Data excerpts
=======
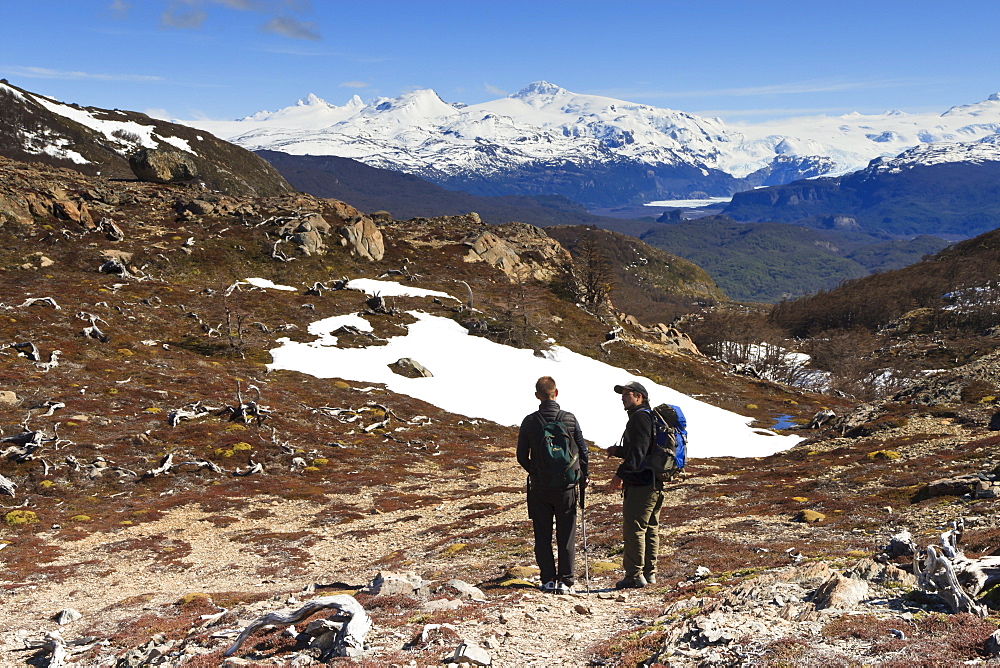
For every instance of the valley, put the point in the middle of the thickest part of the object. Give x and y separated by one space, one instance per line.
168 474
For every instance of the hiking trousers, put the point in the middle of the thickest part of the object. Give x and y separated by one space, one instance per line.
640 529
546 506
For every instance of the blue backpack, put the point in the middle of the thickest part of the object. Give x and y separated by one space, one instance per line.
667 453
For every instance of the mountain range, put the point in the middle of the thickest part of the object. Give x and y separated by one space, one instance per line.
595 150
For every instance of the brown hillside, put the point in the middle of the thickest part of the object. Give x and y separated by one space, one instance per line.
280 482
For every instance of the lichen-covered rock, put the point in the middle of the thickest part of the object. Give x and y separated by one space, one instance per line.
809 516
840 592
363 238
14 209
387 584
410 368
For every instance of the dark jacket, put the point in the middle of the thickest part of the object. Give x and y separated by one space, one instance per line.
635 444
530 437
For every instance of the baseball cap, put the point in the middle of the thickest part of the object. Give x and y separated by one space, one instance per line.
633 386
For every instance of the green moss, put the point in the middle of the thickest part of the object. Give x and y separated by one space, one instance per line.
16 518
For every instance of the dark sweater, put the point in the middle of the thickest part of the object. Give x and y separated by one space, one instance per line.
530 437
635 444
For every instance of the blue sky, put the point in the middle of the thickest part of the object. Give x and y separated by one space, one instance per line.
740 60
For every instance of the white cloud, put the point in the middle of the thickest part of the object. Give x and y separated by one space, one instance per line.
291 27
45 73
183 15
494 90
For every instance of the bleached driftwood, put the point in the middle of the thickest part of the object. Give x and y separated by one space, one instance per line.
188 412
251 469
52 363
28 349
247 411
165 465
354 624
7 486
948 573
41 300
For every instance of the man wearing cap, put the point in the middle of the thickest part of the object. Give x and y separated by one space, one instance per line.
642 494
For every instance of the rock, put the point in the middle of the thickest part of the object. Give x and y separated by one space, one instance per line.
488 247
123 257
14 209
809 516
992 645
67 616
463 590
387 584
840 592
69 210
162 165
363 238
957 486
410 368
469 653
199 207
901 545
442 604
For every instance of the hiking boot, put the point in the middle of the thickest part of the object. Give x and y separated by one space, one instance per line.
637 582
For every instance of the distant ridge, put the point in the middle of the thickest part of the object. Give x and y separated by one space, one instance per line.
593 149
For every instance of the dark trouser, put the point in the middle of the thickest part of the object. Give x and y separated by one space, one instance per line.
544 506
640 529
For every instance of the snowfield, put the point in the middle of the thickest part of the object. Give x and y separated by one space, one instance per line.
478 378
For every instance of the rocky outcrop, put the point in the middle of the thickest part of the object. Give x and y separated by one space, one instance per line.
363 238
671 337
99 150
520 251
162 166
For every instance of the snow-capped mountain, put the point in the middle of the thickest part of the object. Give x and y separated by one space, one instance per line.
544 139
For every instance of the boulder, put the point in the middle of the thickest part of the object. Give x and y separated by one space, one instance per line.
410 368
388 584
462 590
305 237
840 592
363 238
162 165
70 210
199 207
14 209
957 486
470 654
809 516
488 247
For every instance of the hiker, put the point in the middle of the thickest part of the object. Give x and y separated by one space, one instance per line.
642 494
551 449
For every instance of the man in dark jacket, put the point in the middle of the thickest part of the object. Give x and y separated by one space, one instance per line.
642 494
548 500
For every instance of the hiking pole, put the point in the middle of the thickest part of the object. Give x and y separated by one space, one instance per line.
583 524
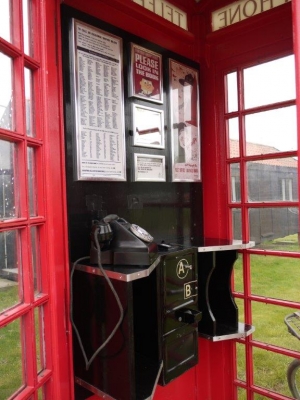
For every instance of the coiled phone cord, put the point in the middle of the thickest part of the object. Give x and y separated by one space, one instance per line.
88 362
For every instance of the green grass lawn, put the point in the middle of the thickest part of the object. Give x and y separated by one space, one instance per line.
271 277
10 348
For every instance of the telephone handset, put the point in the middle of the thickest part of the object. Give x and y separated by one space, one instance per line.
122 243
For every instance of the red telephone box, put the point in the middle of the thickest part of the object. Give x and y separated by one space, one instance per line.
229 51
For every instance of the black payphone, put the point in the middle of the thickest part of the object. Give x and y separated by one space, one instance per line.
157 339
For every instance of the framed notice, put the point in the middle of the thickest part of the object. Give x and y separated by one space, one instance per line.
145 74
149 168
148 127
98 96
184 114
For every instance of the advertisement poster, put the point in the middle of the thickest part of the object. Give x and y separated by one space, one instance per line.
149 168
146 74
184 111
98 86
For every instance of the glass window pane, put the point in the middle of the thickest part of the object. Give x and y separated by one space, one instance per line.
238 281
241 362
232 93
235 182
273 180
29 102
274 277
8 201
39 338
270 370
275 228
11 365
32 195
6 93
236 216
233 131
270 82
11 288
268 320
5 20
271 131
35 247
27 29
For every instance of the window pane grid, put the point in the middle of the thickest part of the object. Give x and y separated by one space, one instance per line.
263 201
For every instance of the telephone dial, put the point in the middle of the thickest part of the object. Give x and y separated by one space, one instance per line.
121 243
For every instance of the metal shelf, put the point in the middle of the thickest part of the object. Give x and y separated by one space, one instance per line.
242 331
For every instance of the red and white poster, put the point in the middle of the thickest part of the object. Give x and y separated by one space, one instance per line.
185 132
146 74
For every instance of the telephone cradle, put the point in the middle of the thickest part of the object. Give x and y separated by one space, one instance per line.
121 243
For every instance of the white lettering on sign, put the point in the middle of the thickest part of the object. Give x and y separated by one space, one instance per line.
190 289
165 10
241 10
183 267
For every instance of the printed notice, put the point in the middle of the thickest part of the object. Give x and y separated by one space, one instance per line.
100 135
149 167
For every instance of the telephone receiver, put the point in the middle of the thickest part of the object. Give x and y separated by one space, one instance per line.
121 242
104 231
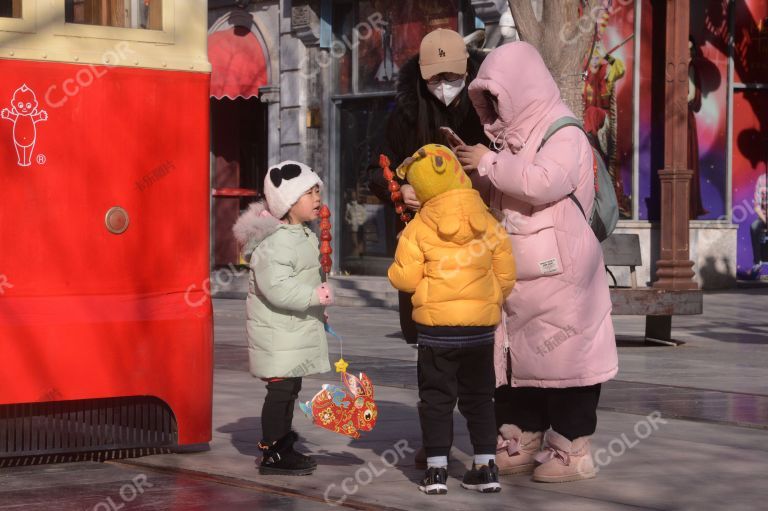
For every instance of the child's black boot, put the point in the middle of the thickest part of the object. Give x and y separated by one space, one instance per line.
281 459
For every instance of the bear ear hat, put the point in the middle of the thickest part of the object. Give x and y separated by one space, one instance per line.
288 171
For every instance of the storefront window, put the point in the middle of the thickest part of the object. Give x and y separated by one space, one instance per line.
373 39
145 14
10 8
369 226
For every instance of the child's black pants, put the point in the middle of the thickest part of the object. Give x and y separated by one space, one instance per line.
448 375
572 412
277 412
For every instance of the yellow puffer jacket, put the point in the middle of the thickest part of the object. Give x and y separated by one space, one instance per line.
457 260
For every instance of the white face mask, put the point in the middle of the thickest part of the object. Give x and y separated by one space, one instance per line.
447 91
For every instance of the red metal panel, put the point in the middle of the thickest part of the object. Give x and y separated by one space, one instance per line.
85 313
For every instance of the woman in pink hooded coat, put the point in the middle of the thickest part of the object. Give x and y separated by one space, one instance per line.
557 345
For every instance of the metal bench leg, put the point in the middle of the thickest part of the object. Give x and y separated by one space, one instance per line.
658 330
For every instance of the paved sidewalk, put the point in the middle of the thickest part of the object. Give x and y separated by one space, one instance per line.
716 381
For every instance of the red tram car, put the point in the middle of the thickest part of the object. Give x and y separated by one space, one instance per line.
105 326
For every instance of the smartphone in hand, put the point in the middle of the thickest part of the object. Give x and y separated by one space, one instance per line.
453 139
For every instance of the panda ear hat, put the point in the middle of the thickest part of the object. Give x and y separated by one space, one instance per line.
285 183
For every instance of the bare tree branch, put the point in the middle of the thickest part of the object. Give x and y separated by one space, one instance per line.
528 26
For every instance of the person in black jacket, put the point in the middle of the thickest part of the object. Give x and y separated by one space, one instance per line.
431 92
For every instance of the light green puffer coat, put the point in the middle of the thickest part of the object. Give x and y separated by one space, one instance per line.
286 336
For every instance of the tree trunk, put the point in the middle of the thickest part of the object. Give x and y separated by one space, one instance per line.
563 38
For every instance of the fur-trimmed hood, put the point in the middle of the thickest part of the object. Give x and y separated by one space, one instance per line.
254 226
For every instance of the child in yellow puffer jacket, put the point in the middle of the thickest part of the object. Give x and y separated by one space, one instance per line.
457 260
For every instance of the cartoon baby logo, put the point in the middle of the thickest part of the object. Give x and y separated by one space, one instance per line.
24 115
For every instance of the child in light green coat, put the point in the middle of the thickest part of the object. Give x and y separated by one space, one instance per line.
285 306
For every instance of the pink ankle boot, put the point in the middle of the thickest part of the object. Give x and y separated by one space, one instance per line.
516 450
562 460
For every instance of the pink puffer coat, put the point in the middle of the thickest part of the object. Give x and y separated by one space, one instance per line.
558 330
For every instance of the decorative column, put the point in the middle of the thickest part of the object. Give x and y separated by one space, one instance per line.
674 267
270 95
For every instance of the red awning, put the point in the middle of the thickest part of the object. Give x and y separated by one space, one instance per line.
239 66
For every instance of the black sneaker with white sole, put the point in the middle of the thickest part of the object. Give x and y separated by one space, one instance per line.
484 479
434 482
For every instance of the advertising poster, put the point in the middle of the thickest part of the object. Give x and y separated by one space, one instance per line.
750 133
608 112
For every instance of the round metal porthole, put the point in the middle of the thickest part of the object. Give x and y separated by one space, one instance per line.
117 220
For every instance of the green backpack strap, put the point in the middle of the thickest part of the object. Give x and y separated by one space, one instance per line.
554 128
557 126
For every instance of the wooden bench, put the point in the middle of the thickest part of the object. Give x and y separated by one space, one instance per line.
657 305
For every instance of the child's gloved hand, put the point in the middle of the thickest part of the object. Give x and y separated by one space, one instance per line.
325 294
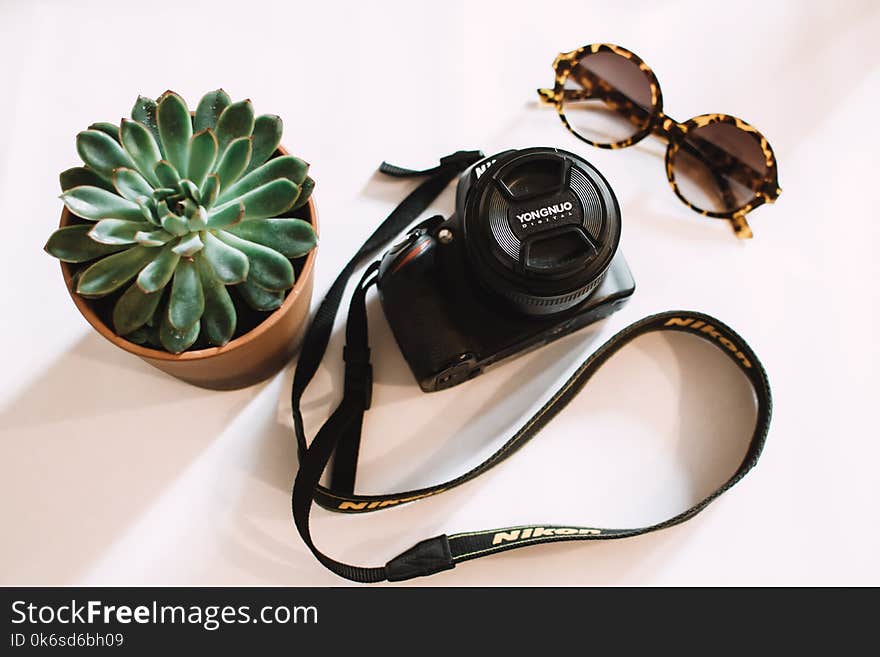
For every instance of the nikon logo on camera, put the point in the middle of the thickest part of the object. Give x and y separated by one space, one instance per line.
702 327
540 532
546 211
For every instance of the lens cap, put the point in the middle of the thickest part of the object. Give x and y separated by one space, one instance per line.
542 226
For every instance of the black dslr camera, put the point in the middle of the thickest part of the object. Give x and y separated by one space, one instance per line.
530 255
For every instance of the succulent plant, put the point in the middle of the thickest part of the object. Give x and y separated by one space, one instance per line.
=======
WORK TO BE COMPLETED:
Would you repeat the lines from the one containing "For every instance of the nikon" through the end of the data, exactly, with nothing before or after them?

YOUR SOLUTION:
For every instance of the nikon logo on camera, put the point in the middle of the thickest part of the object. Give x and y separated by one space, one instance per line.
702 327
540 532
546 211
For every instance of the lens cap, put the point in the middle of the thickest part of the object. Give x and y separated by one space, one instance per line.
542 226
For every instance of the black dslr camera, put the point in the middle of the thickest part of the object. Give x and y separated by one space, one instance per line.
530 255
For every instance of the succulent plant, put the point in the middle of the thickest part of the object. Give x and y separated by one space, one instance per line.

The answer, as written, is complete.